More recent background however puts the Imperial Fists as ranking up the second best record during the Great Crusade (over the Ultramarines and Dark Angels).



Angel of Blood said:


> Konrad Curze - Night Lords - Like Curze himself many were unstable, having been recruited from murders, rapists and criminals in general. Used fear as a weapon and terrorized any enemy they came across to the point of being reprimanded by the Emperor himself for their brutality.


Although according to Curze and his Legion, their methods were entirely sanctioned by the Emperor. The Emperor apparently needed Curze to shed his humanity and become the monster that the Emperor couldn't publically be seen to be, but desperately needed nonetheless. Then as public opinion turned against the Night Lords' methods, the Emperor shunned his son and even went as far as to send countless assassins to terminate him (long before the Heresy even erupted). Thus the Night Lords went into a self-imposed exile (following the events of _Dark King_) as (at least according to them) they were betrayed by the Emperor, not the other way around.


----------



## Angel of Blood (Aug 18, 2010)

Child-of-the-Emperor said:


> More recent background however puts the Imperial Fists as ranking up the second best record during the Great Crusade (over the Ultramarines and Dark Angels)


Really? interesting. So i assume the order is roughly Luna Wolves, Imperial Fists, Dark Angels, Ultramarines.


----------



## Chimaera (Feb 1, 2010)

Leman Russ also gave the Space Wolves exetended canine teeth and their acute senses not only allows them better night vision and hearing but also great tracking abilities. He also seemed to give them his rage when angered & like mentioned they act in the manner of a pack to the point they continue until the pack is decimated and left with one Lone Wolf member who basically strides on to the battle with a death wish. Although maybe not a trait of Russ they are also considered extremely honourable and loyal, not only to their battle brothers but also to their allies, this sometimes conficts with how the Imperium likes to do business. They are also single minded in battle like Russ, this is to destroy what stands in their way, no matter what that may be.


----------



## gen.ahab (Dec 22, 2009)

Dark angels were 4th from what I remember.


----------



## aboytervigon (Jul 6, 2010)

u should put luna wolves/sons of horus


----------



## Angel of Blood (Aug 18, 2010)

True but i was more going off what they were like as the Luna Wolves as the attitude of the legion changed rather dramaticly soon after being renamed the Sons of Horus.

And Dark Angels have been moved from 2nd to 4th??

Stored data:

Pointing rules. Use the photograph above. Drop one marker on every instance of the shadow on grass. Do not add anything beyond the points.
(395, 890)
...
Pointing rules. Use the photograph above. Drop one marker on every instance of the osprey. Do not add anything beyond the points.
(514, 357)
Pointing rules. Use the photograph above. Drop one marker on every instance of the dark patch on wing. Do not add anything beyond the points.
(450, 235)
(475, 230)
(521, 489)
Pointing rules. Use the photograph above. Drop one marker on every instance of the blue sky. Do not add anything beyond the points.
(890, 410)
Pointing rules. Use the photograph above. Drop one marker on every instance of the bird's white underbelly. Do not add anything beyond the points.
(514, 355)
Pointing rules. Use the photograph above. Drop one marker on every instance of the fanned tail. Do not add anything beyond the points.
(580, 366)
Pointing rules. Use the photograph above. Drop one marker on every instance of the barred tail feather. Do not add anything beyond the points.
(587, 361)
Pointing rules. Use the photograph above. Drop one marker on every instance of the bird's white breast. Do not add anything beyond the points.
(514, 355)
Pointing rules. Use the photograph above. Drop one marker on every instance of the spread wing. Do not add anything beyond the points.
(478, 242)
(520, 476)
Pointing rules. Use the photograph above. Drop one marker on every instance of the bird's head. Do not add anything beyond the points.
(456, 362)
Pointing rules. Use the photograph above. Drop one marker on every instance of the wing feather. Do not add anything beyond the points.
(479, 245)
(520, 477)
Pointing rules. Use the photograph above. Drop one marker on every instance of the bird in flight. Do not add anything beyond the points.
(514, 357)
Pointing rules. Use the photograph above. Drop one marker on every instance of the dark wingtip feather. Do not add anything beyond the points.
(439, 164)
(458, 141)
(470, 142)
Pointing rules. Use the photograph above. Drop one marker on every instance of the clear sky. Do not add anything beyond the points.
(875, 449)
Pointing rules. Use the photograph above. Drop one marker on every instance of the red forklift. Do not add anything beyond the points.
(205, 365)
---
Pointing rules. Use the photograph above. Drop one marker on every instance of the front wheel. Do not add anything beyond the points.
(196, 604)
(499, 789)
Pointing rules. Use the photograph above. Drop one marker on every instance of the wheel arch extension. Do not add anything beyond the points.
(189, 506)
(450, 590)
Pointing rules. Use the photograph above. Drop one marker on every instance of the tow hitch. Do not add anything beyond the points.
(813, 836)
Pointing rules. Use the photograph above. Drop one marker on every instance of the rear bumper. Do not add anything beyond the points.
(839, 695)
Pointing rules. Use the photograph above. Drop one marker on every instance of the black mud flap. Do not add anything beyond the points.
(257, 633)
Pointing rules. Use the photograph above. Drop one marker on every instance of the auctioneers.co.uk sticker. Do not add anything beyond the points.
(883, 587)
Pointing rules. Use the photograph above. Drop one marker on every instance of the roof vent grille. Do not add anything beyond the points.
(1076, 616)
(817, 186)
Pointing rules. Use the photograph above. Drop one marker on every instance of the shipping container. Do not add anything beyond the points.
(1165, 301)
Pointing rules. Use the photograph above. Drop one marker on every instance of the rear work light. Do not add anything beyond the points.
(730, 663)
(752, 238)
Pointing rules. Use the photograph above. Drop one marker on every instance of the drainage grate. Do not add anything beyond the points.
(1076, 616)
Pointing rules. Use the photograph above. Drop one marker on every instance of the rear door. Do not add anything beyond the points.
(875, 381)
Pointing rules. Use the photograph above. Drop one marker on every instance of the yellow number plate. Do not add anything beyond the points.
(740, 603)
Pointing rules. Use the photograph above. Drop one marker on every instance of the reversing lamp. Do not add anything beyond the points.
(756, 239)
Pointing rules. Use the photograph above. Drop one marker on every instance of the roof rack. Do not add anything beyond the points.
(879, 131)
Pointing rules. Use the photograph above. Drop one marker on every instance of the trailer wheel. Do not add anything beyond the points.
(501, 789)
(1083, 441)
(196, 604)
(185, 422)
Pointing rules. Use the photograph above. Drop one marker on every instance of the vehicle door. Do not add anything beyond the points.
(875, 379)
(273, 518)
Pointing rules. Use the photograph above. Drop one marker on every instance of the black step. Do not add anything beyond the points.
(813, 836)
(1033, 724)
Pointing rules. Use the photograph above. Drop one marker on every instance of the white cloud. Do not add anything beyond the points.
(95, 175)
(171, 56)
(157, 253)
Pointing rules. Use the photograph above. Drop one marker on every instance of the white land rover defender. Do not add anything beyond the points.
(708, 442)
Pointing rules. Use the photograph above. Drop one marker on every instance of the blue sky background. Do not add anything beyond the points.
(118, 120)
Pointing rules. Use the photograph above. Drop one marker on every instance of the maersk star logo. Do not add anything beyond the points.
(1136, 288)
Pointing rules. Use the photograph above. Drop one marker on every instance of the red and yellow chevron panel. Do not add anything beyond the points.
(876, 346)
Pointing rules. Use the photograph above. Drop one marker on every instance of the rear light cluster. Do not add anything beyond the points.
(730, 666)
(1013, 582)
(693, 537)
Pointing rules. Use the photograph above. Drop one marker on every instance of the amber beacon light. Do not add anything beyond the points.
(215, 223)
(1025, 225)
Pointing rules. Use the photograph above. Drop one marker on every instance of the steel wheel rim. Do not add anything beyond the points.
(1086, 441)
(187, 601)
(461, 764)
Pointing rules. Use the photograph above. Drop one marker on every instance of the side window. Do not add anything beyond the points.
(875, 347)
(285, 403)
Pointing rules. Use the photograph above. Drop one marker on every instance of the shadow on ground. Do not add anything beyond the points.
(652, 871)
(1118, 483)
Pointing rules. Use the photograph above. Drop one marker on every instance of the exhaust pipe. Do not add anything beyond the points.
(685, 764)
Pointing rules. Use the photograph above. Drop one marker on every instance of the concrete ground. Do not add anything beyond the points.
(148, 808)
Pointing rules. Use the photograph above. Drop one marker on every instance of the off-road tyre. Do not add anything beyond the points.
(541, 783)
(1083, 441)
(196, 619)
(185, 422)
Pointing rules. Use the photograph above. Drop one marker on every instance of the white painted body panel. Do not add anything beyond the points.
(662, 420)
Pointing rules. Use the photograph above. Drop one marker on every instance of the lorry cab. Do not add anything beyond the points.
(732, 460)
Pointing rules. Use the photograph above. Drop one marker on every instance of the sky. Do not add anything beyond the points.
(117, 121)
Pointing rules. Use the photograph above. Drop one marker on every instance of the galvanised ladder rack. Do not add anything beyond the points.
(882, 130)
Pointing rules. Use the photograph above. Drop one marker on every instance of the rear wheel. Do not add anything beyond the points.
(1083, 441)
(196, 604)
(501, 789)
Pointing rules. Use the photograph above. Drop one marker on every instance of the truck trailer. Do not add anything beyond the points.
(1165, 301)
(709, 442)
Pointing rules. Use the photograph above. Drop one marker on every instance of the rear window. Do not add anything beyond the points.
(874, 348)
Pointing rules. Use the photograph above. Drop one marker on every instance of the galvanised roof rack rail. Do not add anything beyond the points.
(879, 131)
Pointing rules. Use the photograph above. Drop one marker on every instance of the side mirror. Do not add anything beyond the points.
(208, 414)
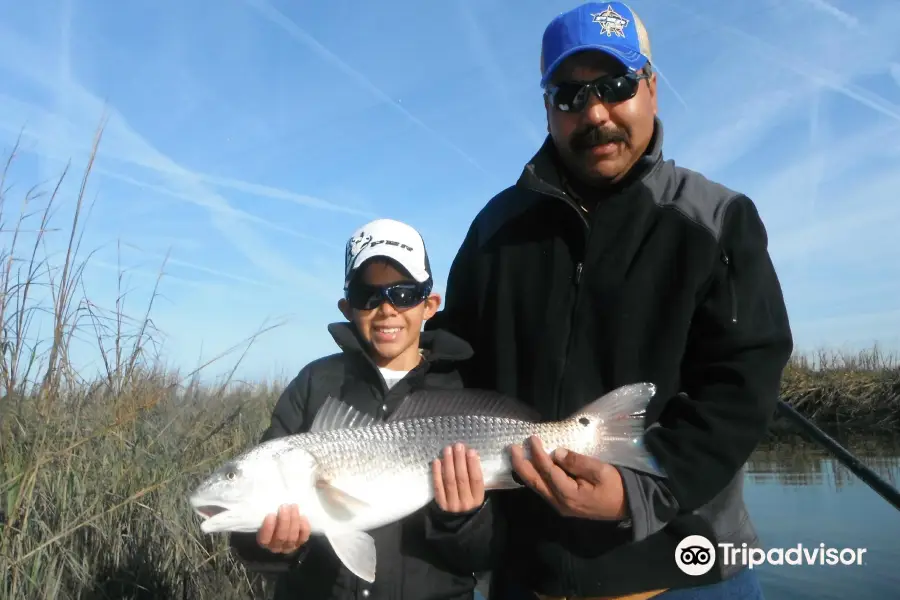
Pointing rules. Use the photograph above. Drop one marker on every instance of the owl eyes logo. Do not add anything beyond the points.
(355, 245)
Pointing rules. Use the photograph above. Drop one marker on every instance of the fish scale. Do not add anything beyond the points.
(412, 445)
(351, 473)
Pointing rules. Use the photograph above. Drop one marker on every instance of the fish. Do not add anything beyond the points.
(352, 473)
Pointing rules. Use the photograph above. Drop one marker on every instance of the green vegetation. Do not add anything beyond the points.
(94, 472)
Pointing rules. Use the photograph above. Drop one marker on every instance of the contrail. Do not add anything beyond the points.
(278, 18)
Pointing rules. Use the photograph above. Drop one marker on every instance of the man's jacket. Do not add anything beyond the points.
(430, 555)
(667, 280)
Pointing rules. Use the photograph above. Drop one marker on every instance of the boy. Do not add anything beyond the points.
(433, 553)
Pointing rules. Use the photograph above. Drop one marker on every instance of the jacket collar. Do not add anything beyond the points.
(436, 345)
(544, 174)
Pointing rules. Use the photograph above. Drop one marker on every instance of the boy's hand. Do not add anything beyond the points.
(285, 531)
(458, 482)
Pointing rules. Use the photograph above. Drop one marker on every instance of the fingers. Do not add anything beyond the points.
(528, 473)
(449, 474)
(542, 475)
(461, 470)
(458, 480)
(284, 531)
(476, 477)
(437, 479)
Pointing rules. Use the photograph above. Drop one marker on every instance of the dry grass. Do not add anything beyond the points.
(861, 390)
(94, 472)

Work instruction A:
Answer these questions from the forum thread about the Great Crusade legions, one line each:
(i) What did Leman Russ give the Space Wolves in addition to their acute senses?
(ii) According to the more recent background, which two legions do the Imperial Fists rank above in their Great Crusade record?
(iii) According to the Night Lords themselves, who betrayed whom?
Work instruction B: Carry on the forum thread about the Great Crusade legions from the point where it stops.

Task output A:
(i) Extended canine teeth.
(ii) The Ultramarines and the Dark Angels.
(iii) The Emperor betrayed the Night Lords, not the other way around.

Task output B:
----------



## ckcrawford (Feb 4, 2009)

Thats was good work Angel of Blood. I would also put the Iron Hands and Ferrus Manus as being pretty cold. In fact, evidence suggests they maybe the coldest and most distant from than most chapters, as the battle of Thranx suggests.


----------



## Child-of-the-Emperor (Feb 22, 2009)

Interestingly _The First Heretic_ gives us some form of new perspective on each facet of the Primarchs which is interesting.

I won't bother putting it in spoiler tags as its not really a spoiler at all:


The First Heretic said:


> ...The Lion is your father's rationality - his analytical skill unburdened by conscience. Magnus is his psychic potential and eager mind, unrestrained by patience. Russ is his ferocity, untempered by reason. Even Horus... The Emperor's ambition, unshaped by humility... Horus hides his arrogance, but it is there - a layer beneath his skin, a shroud around his soul. Pride beats through his body like blood...
> 
> Guilliman is your father's echo, heart and soul. If all else went wrong, he would be heir to the empire. Horus is the brightest star and you carry your father's face, but Guilliman's heart and soul are cast in the Emperor's image...
> 
> ...


----------



## Khorne's Fist (Jul 18, 2008)

Most of the legion traits listed here have more to do with the worlds the legions were raised from than anything inherited from their primarchs. Few actually come from the genetic link. Off hand, I'd say the SWs mutations and ferocity, the TS psychic potential, and the BA longevity seem to be the only direct genetic traits passed on.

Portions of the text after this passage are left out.